# Exercise:
Swap "ocean water" for "sea water" throughout the stretch from the start of the entries through the line containing "[(116, 173)]", and write that stretch out again with nothing else changed. Leave the pictures out of your answer.

# Supplied data:
------------

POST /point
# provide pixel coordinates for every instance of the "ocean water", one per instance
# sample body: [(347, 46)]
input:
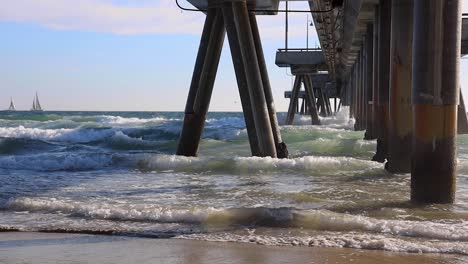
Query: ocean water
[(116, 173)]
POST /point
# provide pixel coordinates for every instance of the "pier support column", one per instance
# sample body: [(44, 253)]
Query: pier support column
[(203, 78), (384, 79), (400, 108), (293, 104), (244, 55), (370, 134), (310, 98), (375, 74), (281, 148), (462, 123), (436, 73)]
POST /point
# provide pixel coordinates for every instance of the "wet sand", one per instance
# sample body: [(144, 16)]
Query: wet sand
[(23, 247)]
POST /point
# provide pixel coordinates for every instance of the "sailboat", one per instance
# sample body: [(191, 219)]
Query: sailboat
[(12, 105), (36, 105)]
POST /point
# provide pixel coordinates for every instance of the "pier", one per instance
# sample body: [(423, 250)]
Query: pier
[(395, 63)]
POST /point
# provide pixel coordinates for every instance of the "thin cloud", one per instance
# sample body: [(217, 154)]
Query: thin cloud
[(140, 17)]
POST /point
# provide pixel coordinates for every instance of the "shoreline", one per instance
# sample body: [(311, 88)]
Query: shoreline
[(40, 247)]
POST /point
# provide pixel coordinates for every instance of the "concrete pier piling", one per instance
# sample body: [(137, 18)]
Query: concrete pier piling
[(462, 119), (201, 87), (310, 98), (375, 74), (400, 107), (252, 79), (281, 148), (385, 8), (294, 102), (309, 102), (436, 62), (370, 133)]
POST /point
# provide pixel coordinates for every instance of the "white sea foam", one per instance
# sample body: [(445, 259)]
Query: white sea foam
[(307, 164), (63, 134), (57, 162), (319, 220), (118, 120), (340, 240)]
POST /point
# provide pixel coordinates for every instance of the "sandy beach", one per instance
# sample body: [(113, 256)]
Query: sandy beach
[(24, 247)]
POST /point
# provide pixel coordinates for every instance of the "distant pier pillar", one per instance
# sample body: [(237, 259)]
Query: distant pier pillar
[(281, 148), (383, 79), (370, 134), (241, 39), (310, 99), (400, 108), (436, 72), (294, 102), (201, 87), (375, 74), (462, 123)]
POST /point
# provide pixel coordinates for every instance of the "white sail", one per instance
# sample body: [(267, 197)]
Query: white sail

------------

# Response below:
POST /point
# provide pixel coordinates for every instance of the "sea water", one per instance
# sample body: [(347, 46)]
input:
Query: sea water
[(116, 173)]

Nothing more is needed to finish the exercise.